I'm trying to employ the HunspellStemFilterFactory, but have trouble
loading a dictionary.
I downloaded the .dic and .aff file for en_GB, en_US and nl_NL from
the OpenOffice site, but they all give me the same error message.
When I use them AS IS, I get the error message:
Oct 26, 2012 2:39:37 PM org.apache.solr.common.SolrException log
SEVERE: java.lang.RuntimeException: Unable to load hunspell data!
[dictionary=en_GB.dic,affix=en_GB.aff]
at
org.apache.solr.analysis.HunspellStemFilterFactory.inform(HunspellStemFilterFactory.java:87)
at
org.apache.solr.core.SolrResourceLoader.inform(SolrResourceLoader.java:551)
....
Caused by: java.text.ParseException: The first non-comment line in the
affix file must be a 'SET charset', was: 'FLAG num'
at
org.apache.lucene.analysis.hunspell.HunspellDictionary.getDictionaryEncoding(HunspellDictionary.java:280)
at
org.apache.lucene.analysis.hunspell.HunspellDictionary.<init>(HunspellDictionary.java:112)
at
org.apache.solr.analysis.HunspellStemFilterFactory.inform(HunspellStemFilterFactory.java:85)
... 32 more
When I add the following first line to both the .dic and the .aff file:
SET UTF-8
The error message changes into:
Oct 26, 2012 10:16:42 AM org.apache.solr.common.SolrException log
SEVERE: java.lang.RuntimeException: Unable to load hunspell data!
[dictionary=en_GB.dic,affix=en_GB.aff]
at org.apache.solr.analysis.HunspellStemFilterFactory.infoOSX
10.7.5rm(HunspellStemFilterFactory.java:87)
at
org.apache.solr.core.SolrResourceLoader.inform(SolrResourceLoader.java:551)
....
Caused by: java.nio.charset.IllegalCharsetNameException: 'UTF-8'
at java.nio.charset.Charset.checkName(Charset.java:284)
at java.nio.charset.Charset.lookup2(Charset.java:458)

## Tasks to perform:
a: From the Hunspell post, quote the text from "Caused by: java.nio.charset.IllegalCharsetNameException: 'UTF-8'" up to and including "at java.nio.charset.Charset.lookup2(Charset.java:458)".
b: In the Hunspell post, what line was added as the first line of both the .dic and the .aff file?
c: Summarize the Hunspell post in two sentences.

Image annotation data:
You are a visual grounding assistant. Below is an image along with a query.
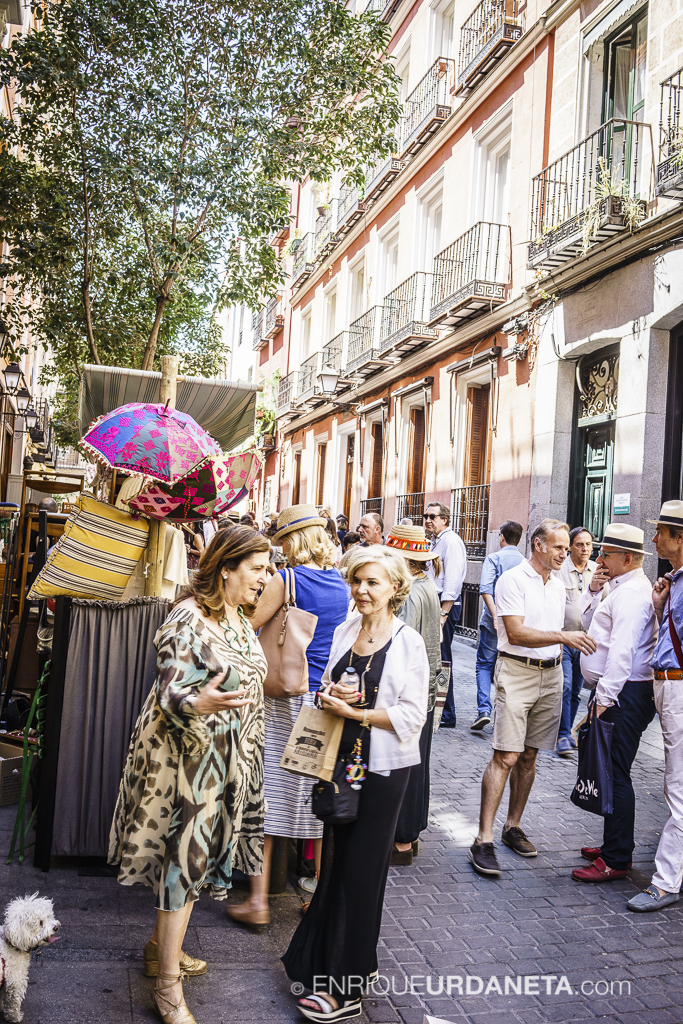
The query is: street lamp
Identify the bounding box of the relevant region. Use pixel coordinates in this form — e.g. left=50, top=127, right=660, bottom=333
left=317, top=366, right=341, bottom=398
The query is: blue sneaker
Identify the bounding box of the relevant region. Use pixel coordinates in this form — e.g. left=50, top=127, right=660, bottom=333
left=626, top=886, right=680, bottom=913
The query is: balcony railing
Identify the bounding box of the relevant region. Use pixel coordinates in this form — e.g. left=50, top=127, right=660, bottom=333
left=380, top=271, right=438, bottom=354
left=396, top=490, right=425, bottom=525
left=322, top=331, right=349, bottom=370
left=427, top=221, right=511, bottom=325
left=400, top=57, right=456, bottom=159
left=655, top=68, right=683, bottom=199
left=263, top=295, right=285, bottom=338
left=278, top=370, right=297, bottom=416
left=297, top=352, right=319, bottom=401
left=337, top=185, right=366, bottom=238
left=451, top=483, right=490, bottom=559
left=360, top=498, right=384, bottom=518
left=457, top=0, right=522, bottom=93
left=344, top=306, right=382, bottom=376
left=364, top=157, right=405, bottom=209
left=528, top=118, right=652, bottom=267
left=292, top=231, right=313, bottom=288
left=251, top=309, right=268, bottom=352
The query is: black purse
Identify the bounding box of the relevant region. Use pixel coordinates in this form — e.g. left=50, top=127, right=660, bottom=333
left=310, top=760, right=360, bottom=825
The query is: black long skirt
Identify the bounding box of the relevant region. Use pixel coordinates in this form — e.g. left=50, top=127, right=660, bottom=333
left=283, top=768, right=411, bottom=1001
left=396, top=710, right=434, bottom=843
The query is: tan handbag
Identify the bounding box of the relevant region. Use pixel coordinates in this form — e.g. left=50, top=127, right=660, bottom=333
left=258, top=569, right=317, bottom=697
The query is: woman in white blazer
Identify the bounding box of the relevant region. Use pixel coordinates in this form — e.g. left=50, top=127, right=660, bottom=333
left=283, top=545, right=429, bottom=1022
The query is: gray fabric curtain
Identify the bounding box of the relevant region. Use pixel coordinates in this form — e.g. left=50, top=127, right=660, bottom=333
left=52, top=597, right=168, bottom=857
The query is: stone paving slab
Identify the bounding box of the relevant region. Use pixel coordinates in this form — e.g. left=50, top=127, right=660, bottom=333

* * *

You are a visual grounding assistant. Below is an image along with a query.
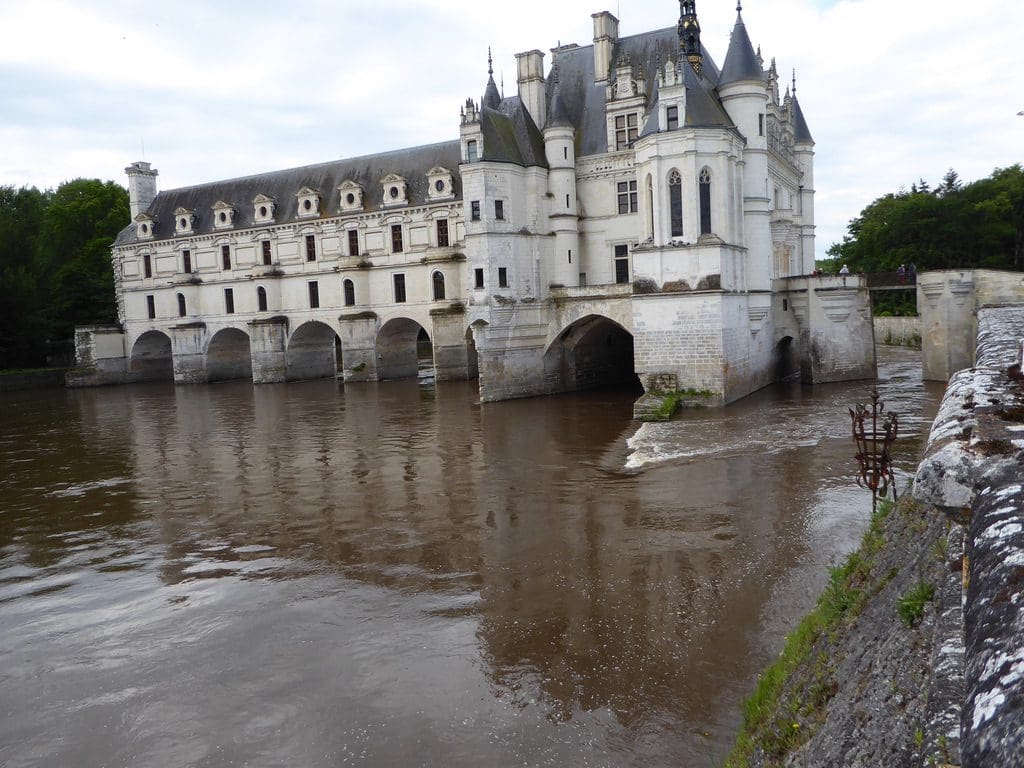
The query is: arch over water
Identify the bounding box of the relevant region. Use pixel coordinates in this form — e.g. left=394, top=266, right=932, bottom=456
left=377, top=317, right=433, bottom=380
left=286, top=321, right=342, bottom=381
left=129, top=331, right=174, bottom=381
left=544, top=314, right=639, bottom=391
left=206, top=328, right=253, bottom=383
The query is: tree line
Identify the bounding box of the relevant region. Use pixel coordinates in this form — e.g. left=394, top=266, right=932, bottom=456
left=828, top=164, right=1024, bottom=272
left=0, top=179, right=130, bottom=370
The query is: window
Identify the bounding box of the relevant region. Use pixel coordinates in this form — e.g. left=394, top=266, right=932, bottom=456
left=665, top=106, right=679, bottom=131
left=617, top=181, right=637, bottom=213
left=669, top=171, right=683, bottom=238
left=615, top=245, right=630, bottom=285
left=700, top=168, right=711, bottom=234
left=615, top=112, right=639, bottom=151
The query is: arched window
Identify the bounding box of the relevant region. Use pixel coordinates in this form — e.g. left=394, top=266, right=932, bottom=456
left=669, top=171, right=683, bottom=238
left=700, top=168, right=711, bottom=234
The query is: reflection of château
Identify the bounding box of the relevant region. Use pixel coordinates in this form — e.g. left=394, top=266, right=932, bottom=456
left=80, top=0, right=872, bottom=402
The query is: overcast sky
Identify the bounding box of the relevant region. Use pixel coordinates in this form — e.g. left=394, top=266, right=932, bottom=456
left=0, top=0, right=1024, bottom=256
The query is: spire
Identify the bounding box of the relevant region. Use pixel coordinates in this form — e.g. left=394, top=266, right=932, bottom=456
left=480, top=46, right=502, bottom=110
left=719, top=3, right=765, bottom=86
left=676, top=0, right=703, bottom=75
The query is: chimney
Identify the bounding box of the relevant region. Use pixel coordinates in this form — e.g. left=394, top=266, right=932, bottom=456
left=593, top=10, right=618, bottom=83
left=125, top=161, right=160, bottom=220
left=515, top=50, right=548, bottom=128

## Answers below:
a:
Caused by: java.nio.charset.IllegalCharsetNameException: 'UTF-8'
at java.nio.charset.Charset.checkName(Charset.java:284)
at java.nio.charset.Charset.lookup2(Charset.java:458)

b: SET UTF-8

c: The writer is trying to use the HunspellStemFilterFactory but cannot load a dictionary, and the .dic and .aff files for en_GB, en_US and nl_NL from the OpenOffice site all give the same error: the first non-comment line in the affix file must be a 'SET charset' but was 'FLAG num'. After the line SET UTF-8 is added at the top of both files, the error changes to an IllegalCharsetNameException for 'UTF-8'.